→ EXERCISE AIM
Which lines of the entries below run from the one holding "# locate the wheel" to the one holding "# locate the exposed", inclusive? Set down exactly those lines and no others.
-*-*-
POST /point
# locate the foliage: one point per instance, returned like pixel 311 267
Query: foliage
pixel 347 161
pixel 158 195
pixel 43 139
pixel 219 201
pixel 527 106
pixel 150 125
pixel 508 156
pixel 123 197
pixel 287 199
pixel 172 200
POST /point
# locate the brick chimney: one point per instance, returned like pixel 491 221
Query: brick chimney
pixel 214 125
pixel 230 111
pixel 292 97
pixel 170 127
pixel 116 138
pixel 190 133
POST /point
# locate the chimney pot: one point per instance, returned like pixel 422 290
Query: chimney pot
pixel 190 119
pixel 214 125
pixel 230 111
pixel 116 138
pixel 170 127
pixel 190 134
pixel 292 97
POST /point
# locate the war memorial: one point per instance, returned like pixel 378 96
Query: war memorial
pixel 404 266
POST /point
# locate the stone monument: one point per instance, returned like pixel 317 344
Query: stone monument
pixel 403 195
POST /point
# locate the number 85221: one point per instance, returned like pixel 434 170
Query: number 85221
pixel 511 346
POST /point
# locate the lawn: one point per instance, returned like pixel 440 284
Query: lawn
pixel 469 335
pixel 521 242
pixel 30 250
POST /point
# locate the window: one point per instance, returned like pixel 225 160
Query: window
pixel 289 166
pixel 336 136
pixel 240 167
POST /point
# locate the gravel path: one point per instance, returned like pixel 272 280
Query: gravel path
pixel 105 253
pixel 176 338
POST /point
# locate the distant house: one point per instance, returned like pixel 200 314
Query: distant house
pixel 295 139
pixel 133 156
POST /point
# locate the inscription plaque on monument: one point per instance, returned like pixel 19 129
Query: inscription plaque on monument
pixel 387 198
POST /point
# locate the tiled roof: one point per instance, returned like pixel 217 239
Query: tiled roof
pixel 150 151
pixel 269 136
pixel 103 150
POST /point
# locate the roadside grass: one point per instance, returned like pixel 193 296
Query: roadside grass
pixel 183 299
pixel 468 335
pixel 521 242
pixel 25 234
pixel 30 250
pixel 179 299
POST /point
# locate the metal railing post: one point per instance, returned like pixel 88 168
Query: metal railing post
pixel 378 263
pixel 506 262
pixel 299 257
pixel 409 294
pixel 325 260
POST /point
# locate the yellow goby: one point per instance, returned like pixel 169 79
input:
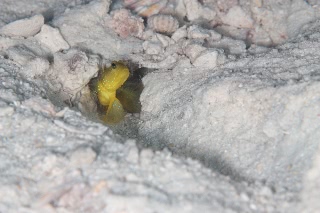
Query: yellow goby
pixel 109 81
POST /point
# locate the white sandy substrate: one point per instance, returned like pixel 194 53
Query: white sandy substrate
pixel 223 127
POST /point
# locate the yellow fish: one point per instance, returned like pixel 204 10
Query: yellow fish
pixel 116 94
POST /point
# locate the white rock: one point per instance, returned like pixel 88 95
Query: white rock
pixel 207 59
pixel 236 17
pixel 24 27
pixel 52 39
pixel 193 8
pixel 83 156
pixel 35 67
pixel 231 46
pixel 193 51
pixel 152 48
pixel 196 32
pixel 6 111
pixel 165 40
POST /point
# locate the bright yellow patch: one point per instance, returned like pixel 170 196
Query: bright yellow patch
pixel 111 79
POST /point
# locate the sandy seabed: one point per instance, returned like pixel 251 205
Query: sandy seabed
pixel 230 118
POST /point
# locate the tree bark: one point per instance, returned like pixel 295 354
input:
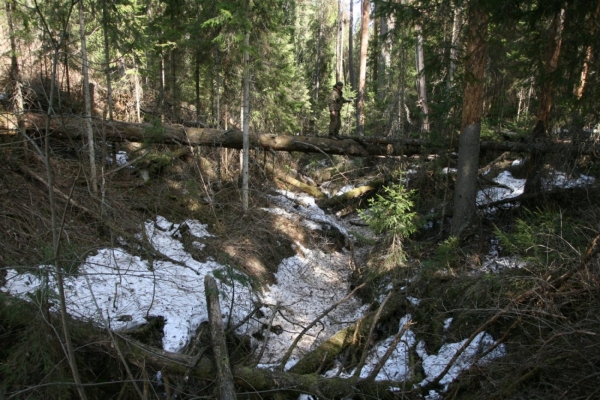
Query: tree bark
pixel 533 184
pixel 87 119
pixel 217 336
pixel 107 59
pixel 351 46
pixel 362 69
pixel 465 190
pixel 118 131
pixel 246 123
pixel 589 53
pixel 421 80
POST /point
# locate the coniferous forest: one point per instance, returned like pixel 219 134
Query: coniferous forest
pixel 116 113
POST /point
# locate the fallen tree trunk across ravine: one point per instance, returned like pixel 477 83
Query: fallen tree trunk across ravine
pixel 117 131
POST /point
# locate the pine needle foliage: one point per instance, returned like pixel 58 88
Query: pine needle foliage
pixel 391 214
pixel 544 237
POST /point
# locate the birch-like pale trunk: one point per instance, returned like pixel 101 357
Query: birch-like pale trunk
pixel 589 54
pixel 351 47
pixel 454 45
pixel 87 114
pixel 107 60
pixel 421 79
pixel 137 94
pixel 362 69
pixel 246 123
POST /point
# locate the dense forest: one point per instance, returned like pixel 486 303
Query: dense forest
pixel 217 104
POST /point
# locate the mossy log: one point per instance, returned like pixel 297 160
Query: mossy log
pixel 352 194
pixel 118 131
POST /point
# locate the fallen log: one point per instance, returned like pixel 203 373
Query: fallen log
pixel 225 386
pixel 118 131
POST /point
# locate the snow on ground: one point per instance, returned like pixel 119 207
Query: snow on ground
pixel 121 289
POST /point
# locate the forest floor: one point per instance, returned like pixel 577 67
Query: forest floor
pixel 520 274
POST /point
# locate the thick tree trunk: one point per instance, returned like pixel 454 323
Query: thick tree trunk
pixel 465 190
pixel 117 131
pixel 540 131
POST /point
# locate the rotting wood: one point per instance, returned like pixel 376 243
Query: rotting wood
pixel 217 335
pixel 117 131
pixel 352 194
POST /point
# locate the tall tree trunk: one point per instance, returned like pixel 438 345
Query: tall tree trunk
pixel 162 94
pixel 351 47
pixel 465 190
pixel 533 184
pixel 384 57
pixel 456 28
pixel 197 84
pixel 88 103
pixel 137 93
pixel 107 59
pixel 339 44
pixel 246 123
pixel 317 78
pixel 421 80
pixel 15 74
pixel 217 88
pixel 362 71
pixel 589 53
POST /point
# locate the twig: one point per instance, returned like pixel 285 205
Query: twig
pixel 389 351
pixel 288 354
pixel 112 338
pixel 363 357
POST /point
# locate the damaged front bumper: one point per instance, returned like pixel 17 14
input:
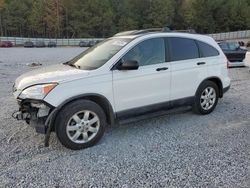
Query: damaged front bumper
pixel 35 113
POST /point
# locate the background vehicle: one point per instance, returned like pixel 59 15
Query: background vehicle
pixel 234 53
pixel 51 44
pixel 121 79
pixel 5 44
pixel 92 43
pixel 28 44
pixel 40 44
pixel 84 43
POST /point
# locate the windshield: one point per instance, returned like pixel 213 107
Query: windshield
pixel 99 54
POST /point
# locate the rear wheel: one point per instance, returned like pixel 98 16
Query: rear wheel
pixel 80 124
pixel 206 98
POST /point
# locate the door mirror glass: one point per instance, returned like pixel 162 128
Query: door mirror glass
pixel 128 65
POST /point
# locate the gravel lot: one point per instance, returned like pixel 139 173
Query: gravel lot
pixel 177 150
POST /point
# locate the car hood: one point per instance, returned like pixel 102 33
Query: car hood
pixel 54 73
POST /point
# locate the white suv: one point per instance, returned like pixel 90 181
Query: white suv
pixel 129 75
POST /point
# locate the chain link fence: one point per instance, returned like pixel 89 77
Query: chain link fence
pixel 19 41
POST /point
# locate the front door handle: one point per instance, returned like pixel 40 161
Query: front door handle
pixel 201 63
pixel 162 69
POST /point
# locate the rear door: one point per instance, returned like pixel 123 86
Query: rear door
pixel 149 85
pixel 188 69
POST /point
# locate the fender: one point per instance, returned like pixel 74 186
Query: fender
pixel 217 81
pixel 99 99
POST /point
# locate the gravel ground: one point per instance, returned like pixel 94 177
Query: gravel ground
pixel 177 150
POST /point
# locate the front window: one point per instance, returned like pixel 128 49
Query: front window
pixel 99 54
pixel 148 52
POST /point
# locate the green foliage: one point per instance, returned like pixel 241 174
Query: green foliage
pixel 103 18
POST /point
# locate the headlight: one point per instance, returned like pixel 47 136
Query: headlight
pixel 37 91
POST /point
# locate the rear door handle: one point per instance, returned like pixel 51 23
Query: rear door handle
pixel 162 69
pixel 201 63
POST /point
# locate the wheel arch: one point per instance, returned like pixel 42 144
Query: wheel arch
pixel 217 81
pixel 97 98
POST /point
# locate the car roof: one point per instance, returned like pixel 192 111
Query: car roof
pixel 164 34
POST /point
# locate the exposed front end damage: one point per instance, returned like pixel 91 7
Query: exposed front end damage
pixel 36 113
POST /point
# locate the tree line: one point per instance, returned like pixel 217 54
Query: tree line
pixel 103 18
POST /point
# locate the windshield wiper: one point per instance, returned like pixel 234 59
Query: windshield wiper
pixel 72 65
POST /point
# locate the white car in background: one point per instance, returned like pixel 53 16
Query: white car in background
pixel 129 75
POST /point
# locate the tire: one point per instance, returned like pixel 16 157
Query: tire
pixel 202 98
pixel 80 124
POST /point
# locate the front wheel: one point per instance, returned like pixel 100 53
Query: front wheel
pixel 80 124
pixel 206 98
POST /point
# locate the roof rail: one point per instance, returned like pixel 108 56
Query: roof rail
pixel 143 31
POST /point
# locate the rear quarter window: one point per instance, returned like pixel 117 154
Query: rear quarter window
pixel 207 50
pixel 182 49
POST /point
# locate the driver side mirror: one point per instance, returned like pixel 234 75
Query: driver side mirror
pixel 128 65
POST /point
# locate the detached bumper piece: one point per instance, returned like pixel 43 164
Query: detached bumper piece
pixel 38 114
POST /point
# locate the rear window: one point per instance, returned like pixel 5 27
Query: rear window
pixel 183 49
pixel 207 50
-*-*-
→ EXPECTED ANSWER
# locate the wheel arch: one point per instance, returned like pixel 42 144
Query: wheel arch
pixel 217 81
pixel 97 98
POST /point
# locate the car roof: one point per instance, returned like pixel 192 111
Query: car roof
pixel 164 34
POST /point
# locate the exposed front end damage: one point per instance, returned like pixel 91 7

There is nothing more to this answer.